**DESCRIPTION OF THE TASK:** Output exactly the lines from the line with "the green leaf." through the end of the records below. Include nothing else.

== LISTED ENTRIES ==

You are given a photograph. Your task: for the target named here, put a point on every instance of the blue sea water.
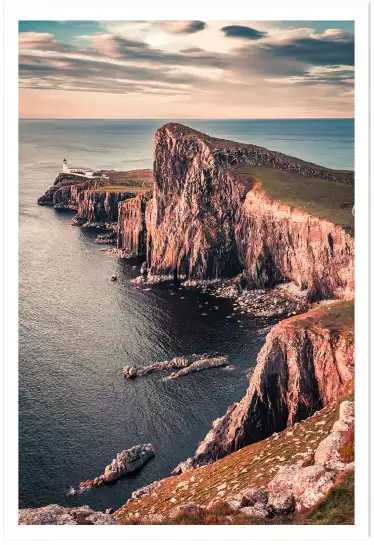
(77, 329)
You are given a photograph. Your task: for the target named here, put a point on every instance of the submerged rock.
(128, 461)
(57, 515)
(186, 364)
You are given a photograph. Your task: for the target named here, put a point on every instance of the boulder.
(280, 490)
(251, 497)
(311, 484)
(128, 461)
(257, 510)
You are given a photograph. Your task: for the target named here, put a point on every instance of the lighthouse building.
(80, 171)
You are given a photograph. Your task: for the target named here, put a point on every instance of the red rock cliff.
(304, 365)
(207, 222)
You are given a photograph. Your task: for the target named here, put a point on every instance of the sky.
(186, 69)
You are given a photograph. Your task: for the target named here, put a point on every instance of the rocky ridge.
(289, 472)
(205, 221)
(303, 366)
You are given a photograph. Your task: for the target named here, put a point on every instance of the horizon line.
(163, 118)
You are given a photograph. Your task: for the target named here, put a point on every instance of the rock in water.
(55, 514)
(128, 461)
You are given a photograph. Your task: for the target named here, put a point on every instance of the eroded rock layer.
(206, 221)
(303, 366)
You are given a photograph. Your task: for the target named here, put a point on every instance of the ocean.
(77, 329)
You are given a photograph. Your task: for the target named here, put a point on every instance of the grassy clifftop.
(253, 466)
(324, 199)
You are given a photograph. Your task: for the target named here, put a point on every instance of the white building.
(87, 172)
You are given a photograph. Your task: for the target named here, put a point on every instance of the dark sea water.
(77, 329)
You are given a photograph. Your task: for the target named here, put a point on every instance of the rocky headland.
(276, 234)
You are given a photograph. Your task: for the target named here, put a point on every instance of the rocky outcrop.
(291, 472)
(128, 461)
(96, 206)
(303, 366)
(300, 488)
(133, 220)
(185, 364)
(66, 191)
(55, 514)
(206, 221)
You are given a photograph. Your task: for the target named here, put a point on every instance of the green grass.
(252, 466)
(324, 199)
(119, 189)
(337, 507)
(337, 317)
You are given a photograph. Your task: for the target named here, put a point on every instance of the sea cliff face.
(304, 365)
(133, 224)
(66, 191)
(101, 206)
(207, 222)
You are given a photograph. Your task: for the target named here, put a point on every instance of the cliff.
(96, 200)
(304, 365)
(133, 217)
(66, 190)
(290, 474)
(219, 208)
(96, 206)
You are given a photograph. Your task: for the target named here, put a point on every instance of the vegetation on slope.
(253, 466)
(331, 201)
(134, 181)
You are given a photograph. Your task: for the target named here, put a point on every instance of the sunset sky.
(186, 69)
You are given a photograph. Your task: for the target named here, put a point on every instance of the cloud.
(238, 31)
(42, 41)
(287, 68)
(182, 27)
(327, 48)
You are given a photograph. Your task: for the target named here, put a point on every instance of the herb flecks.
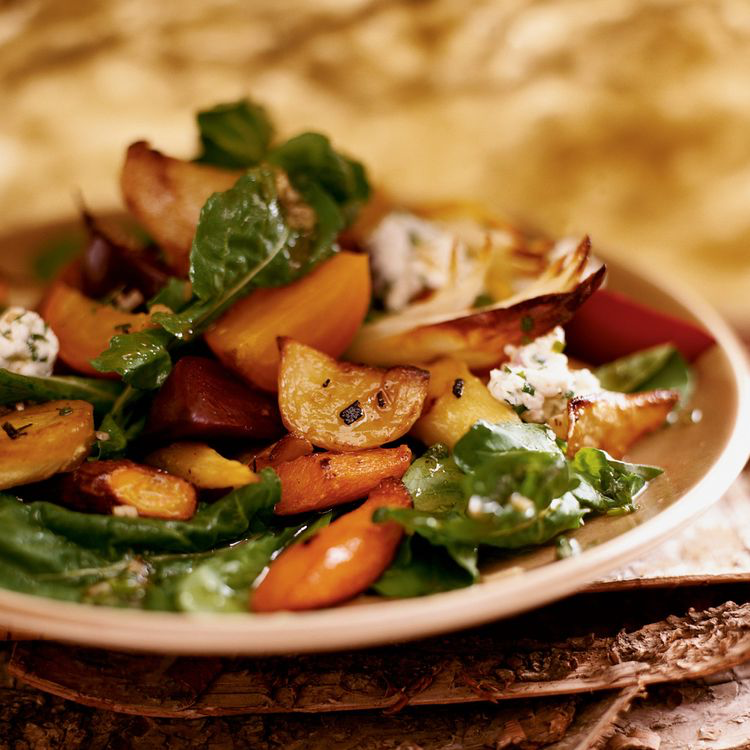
(351, 413)
(15, 432)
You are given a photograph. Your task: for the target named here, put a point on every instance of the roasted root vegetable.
(324, 310)
(478, 338)
(291, 446)
(43, 440)
(343, 406)
(166, 195)
(613, 421)
(323, 480)
(201, 465)
(339, 562)
(84, 327)
(105, 486)
(455, 401)
(202, 400)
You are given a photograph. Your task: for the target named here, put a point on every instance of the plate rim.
(402, 619)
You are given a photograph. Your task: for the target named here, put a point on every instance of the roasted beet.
(200, 399)
(108, 264)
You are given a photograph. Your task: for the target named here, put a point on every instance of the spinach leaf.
(421, 568)
(142, 358)
(222, 582)
(234, 135)
(660, 366)
(485, 439)
(248, 509)
(435, 483)
(100, 393)
(608, 485)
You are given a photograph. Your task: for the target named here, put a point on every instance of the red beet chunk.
(202, 400)
(609, 326)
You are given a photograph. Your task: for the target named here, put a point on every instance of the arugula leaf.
(661, 366)
(421, 568)
(309, 158)
(486, 439)
(246, 509)
(100, 393)
(234, 135)
(434, 481)
(141, 358)
(608, 485)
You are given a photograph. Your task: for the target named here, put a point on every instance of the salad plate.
(700, 456)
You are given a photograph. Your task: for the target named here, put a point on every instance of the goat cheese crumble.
(537, 381)
(28, 346)
(410, 255)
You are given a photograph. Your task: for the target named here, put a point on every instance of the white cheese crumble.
(411, 255)
(28, 345)
(537, 381)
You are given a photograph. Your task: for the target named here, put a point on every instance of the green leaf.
(234, 135)
(421, 568)
(657, 367)
(222, 583)
(309, 158)
(607, 484)
(175, 294)
(246, 509)
(485, 439)
(435, 483)
(102, 394)
(142, 358)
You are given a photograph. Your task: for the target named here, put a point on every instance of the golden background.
(628, 120)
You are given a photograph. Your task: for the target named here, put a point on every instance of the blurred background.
(626, 119)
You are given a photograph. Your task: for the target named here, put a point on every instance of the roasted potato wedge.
(341, 406)
(323, 480)
(324, 309)
(613, 421)
(43, 440)
(166, 196)
(478, 338)
(201, 465)
(84, 327)
(455, 401)
(107, 486)
(291, 446)
(201, 400)
(339, 562)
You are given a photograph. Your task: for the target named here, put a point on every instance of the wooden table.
(654, 657)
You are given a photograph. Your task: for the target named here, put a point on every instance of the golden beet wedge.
(455, 401)
(323, 480)
(613, 421)
(103, 486)
(323, 309)
(201, 465)
(166, 196)
(341, 406)
(43, 440)
(339, 562)
(84, 327)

===

**TASK OUTPUT:**
You are given a photograph. Your task: for the target named here, put a point on every instance of the green leaf.
(234, 135)
(421, 568)
(657, 367)
(222, 583)
(309, 158)
(607, 484)
(175, 294)
(246, 509)
(485, 439)
(435, 483)
(102, 394)
(142, 358)
You are given a photograph. Your task: for the target named here, put a point on every instance of the golden background.
(628, 120)
You are given a photograph. Your task: for the target named here, put a point on every instance of the blurred background.
(626, 119)
You are given a photograph. Your task: for the target named here, put a point on every instance of the roasted potato wedge.
(341, 406)
(323, 480)
(324, 309)
(613, 421)
(43, 440)
(166, 196)
(478, 338)
(201, 465)
(84, 327)
(455, 401)
(107, 486)
(291, 446)
(201, 400)
(339, 562)
You are given a photograph. Your task: for the target named here, put a point on every instance of the wooden table.
(654, 657)
You are given a photograph. Your task: for the target named here, put a point on every instance of the golden beet wedge.
(455, 401)
(323, 480)
(613, 421)
(103, 486)
(323, 309)
(201, 465)
(166, 196)
(341, 406)
(43, 440)
(339, 562)
(84, 327)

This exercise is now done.